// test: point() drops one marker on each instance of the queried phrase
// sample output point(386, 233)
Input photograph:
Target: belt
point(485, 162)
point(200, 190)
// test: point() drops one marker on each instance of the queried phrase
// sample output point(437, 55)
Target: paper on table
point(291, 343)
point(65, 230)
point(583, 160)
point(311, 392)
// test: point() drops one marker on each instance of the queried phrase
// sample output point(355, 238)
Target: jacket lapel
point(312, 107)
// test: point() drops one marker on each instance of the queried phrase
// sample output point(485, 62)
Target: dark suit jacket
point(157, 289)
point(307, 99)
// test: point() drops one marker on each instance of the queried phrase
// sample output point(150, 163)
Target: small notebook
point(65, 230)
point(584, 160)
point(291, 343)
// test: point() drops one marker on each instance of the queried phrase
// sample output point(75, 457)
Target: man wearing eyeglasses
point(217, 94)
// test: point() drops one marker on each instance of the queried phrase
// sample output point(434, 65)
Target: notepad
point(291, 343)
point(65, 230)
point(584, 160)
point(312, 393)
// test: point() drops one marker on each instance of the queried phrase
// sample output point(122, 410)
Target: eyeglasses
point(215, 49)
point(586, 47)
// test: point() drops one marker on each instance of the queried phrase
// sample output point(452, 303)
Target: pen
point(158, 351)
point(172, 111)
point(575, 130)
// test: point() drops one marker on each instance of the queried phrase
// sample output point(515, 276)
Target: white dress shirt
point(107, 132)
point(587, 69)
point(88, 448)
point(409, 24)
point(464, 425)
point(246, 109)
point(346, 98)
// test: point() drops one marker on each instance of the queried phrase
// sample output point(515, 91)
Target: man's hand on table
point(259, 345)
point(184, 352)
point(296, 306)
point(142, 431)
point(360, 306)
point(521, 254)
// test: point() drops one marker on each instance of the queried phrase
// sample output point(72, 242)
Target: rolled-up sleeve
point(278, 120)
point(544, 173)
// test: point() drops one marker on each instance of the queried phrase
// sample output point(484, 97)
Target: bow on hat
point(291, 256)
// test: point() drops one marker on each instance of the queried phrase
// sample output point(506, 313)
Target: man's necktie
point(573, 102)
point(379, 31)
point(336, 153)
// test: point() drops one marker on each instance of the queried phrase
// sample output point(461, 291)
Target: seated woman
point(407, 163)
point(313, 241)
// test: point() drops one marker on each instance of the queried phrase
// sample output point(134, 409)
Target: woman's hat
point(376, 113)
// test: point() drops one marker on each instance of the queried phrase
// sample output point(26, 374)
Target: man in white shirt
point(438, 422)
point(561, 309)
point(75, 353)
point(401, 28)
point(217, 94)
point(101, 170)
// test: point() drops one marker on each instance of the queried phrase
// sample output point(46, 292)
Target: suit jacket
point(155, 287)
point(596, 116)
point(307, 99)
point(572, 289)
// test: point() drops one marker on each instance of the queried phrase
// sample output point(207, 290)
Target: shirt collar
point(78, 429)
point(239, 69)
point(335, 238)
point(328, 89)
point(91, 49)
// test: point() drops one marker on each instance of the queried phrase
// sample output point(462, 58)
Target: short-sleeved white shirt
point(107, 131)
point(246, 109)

● ● ●

TASK TO COMPLETE
Rewrite every line of the items above as a numbered list, leaving out any blank lines.

FULL ANSWER
1. // test: point() drops one marker on each instance of the queried phrase
2. // sample output point(386, 233)
3. Input photograph:
4. Target: belt
5. point(485, 162)
6. point(200, 190)
7. // test: point() drops one marker on each instance of the queried phrase
8. // sample output point(437, 55)
9. Target: paper on table
10. point(291, 343)
11. point(65, 230)
12. point(583, 160)
13. point(311, 392)
14. // test: point() drops one marker on each instance of the queried phrase
15. // sample output point(355, 238)
16. Target: jacket lapel
17. point(312, 107)
18. // test: point() drops one marker on each instance of the queried phrase
19. // sample output point(485, 62)
20. Target: dark suit jacket
21. point(157, 289)
22. point(307, 99)
23. // test: point() drops one marker on each instance of the queried phrase
24. // sample output point(150, 163)
25. Target: small notebook
26. point(65, 230)
27. point(584, 160)
28. point(291, 343)
29. // test: point() drops one marker on each instance of the queried phrase
30. // sample output point(75, 457)
31. Target: man wearing eyeglasses
32. point(217, 94)
33. // test: point() drops one marker on each instance of the queried phrase
34. // sample output point(434, 65)
35. Target: notepad
36. point(291, 343)
37. point(65, 230)
38. point(584, 160)
39. point(312, 393)
40. // test: point() drops one marker on each instance of the queried phrase
41. // sample output point(122, 410)
42. Target: eyeglasses
43. point(215, 49)
44. point(586, 47)
45. // test: point() drops one marker on each instance of the queried phrase
46. // sample output point(452, 303)
47. Target: pen
48. point(158, 351)
49. point(172, 111)
50. point(575, 130)
51. // test: point() drops one marker on each instance of the queried phrase
52. // sample output point(515, 276)
53. Target: white dress shirt
54. point(107, 132)
55. point(587, 69)
56. point(88, 448)
57. point(409, 24)
58. point(464, 425)
59. point(246, 109)
60. point(346, 98)
61. // test: point() drops one marker on each instance of the queried phrase
62. // sample output point(515, 91)
63. Target: man's hand on table
64. point(259, 345)
65. point(184, 352)
66. point(296, 306)
67. point(142, 431)
68. point(360, 306)
69. point(521, 254)
70. // test: point() drops one marker on each instance of the queried phrase
71. // sample output point(72, 242)
72. Target: rolled-up sleeve
73. point(278, 120)
74. point(544, 173)
75. // test: point() drops one marker on each instance of the queried phrase
76. // sample output point(484, 97)
77. Target: bow on hat
78. point(291, 256)
79. // test: point() drops one marker on each instance of the queried phrase
80. // sample output point(506, 313)
81. Target: man's necktie
82. point(573, 102)
83. point(379, 31)
84. point(336, 153)
85. // test: point() drops one marker on each instance of the queried phrase
86. // sample output point(461, 291)
87. Target: seated woman
88. point(407, 163)
89. point(313, 241)
90. // test: point() drops one marker on each instance of the queried phrase
91. // sample output point(134, 409)
92. Target: woman's hat
93. point(376, 113)
94. // test: point() drops one marker on each instance of the queried phrase
95. // sample output point(26, 374)
96. Target: man in white shirt
97. point(438, 422)
98. point(561, 309)
99. point(75, 353)
100. point(401, 28)
101. point(217, 94)
102. point(101, 170)
103. // test: point() drops one marker on each instance of the queried phrase
104. // sample output point(46, 292)
105. Target: suit jacket
106. point(155, 287)
107. point(596, 116)
108. point(307, 99)
109. point(572, 289)
110. // test: point() drops one marker on each instance of the queried phrase
111. // sample output point(207, 290)
112. Target: shirt collar
113. point(78, 429)
114. point(239, 69)
115. point(335, 238)
116. point(328, 89)
117. point(91, 49)
118. // test: point() drops one marker on each instance of the queried phrase
119. // sample output point(462, 58)
120. Target: short-sleeved white shirt
121. point(107, 131)
122. point(246, 109)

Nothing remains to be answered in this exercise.